0

I am making a website for a friend of mine. He is very specific about the font on the page. I have downloaded a custom font from the Internet, but the weird thing; it's only working in Internet Explorer (what a suprise).

This is my code:

@font-face
{
font-family: eurostile;
src: url(../font/eurostile.ttf);
} 
@font-face
{
font-family: eurostile;
src: url(../font/eurostile.eot);
}

And this is how I am calling the font-family:

  p 
    {
        font-family: eurostile;
    }

etc... What am I doing wrong?

Mr.Turtle
  • 2,950
  • 6
  • 28
  • 46
  • http://stackoverflow.com/questions/11002820/why-should-we-include-ttf-eot-woff-svg-in-a-font-face – zod Jun 21 '13 at 22:41
  • just to be sure, are you able to install the TTF onto a computer successfully? Might help to make sure the file isn't corrupt in some way. Sometimes people use font converters to get different filetypes and I've had that mess up my files before. – Stacey Garrison Jun 21 '13 at 22:42
  • 1
    The font was good! I did not test this, but it could be a very good explanation. The problem was my cross-browser problem, I forgot to add different filetypes :) @StaceyGarrison – Mr.Turtle Jun 21 '13 at 22:47
  • Actually the problem was that you had 2 `@font-face` rules with exactly the same specifity, so all browsers tried to use the bottom one. Justice's answer correctly shows one `@font-face` rule with multiple src properties – Mr Lister Jun 22 '13 at 07:37

4 Answers4

3

You'll need to format it in a cross platform style. Look here.

The problem is that different browsers support different font styles.

enter image description here

Something like:

@font-face {
    font-family: 'fontMN';
    src: url('/fonts/font_font-webfont.eot'); /* IE9 Compat Modes */
    src: url('/fonts/font_font-webfont.eot?#iefix') format('embedded-opentype'), /* IE6-IE8 */
         url('/fonts/font_font-webfont.woff') format('woff'), /* Modern Browsers */
         url('/fonts/font_font-webfont.ttf')  format('truetype'), /* Safari, Android, iOS */
         url('/fonts/font_font-webfont.svg#fontMN') format('svg'); /* Legacy iOS */
}

Would work.

▸ ENTRIES:
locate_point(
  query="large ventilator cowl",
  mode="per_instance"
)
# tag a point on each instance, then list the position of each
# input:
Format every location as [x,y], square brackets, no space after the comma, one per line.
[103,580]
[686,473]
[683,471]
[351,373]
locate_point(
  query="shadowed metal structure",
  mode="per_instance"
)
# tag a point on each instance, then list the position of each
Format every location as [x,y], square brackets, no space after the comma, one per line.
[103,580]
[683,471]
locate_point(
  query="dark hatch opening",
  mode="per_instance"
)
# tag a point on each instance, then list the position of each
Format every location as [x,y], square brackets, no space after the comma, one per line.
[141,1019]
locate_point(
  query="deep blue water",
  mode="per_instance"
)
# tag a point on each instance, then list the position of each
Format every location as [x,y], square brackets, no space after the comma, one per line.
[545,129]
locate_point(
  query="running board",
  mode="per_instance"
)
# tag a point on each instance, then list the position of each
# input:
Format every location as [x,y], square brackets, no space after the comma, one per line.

▸ TASKS AND EXERCISES:
[1] From the post about the custom web font, return the passage starting with "I am making" and going on through "(what a suprise).", copied word for word.
[2] Render every line of the listing as a Markdown table with the columns "No." and "Entry", numbering each line and leaving out blank lines.

▸ WORKED SOLUTIONS:
[1]
I am making a website for a friend of mine. He is very specific about the font on the page. I have downloaded a custom font from the Internet, but the weird thing; it's only working in Internet Explorer (what a suprise).

[2]
| No. | Entry |
|---|---|
| 1 | locate_point( |
| 2 |   query="large ventilator cowl", |
| 3 |   mode="per_instance" |
| 4 | ) |
| 5 | # tag a point on each instance, then list the position of each |
| 6 | # input: |
| 7 | Format every location as [x,y], square brackets, no space after the comma, one per line. |
| 8 | [103,580] |
| 9 | [686,473] |
| 10 | [683,471] |
| 11 | [351,373] |
| 12 | locate_point( |
| 13 |   query="shadowed metal structure", |
| 14 |   mode="per_instance" |
| 15 | ) |
| 16 | # tag a point on each instance, then list the position of each |
| 17 | Format every location as [x,y], square brackets, no space after the comma, one per line. |
| 18 | [103,580] |
| 19 | [683,471] |
| 20 | locate_point( |
| 21 |   query="dark hatch opening", |
| 22 |   mode="per_instance" |
| 23 | ) |
| 24 | # tag a point on each instance, then list the position of each |
| 25 | Format every location as [x,y], square brackets, no space after the comma, one per line. |
| 26 | [141,1019] |
| 27 | locate_point( |
| 28 |   query="deep blue water", |
| 29 |   mode="per_instance" |
| 30 | ) |
| 31 | # tag a point on each instance, then list the position of each |
| 32 | Format every location as [x,y], square brackets, no space after the comma, one per line. |
| 33 | [545,129] |
| 34 | locate_point( |
| 35 |   query="running board", |
| 36 |   mode="per_instance" |
| 37 | ) |
| 38 | # tag a point on each instance, then list the position of each |
| 39 | # input: |
| 40 | Format every location as [x,y], square brackets, no space after the comma, one per line. |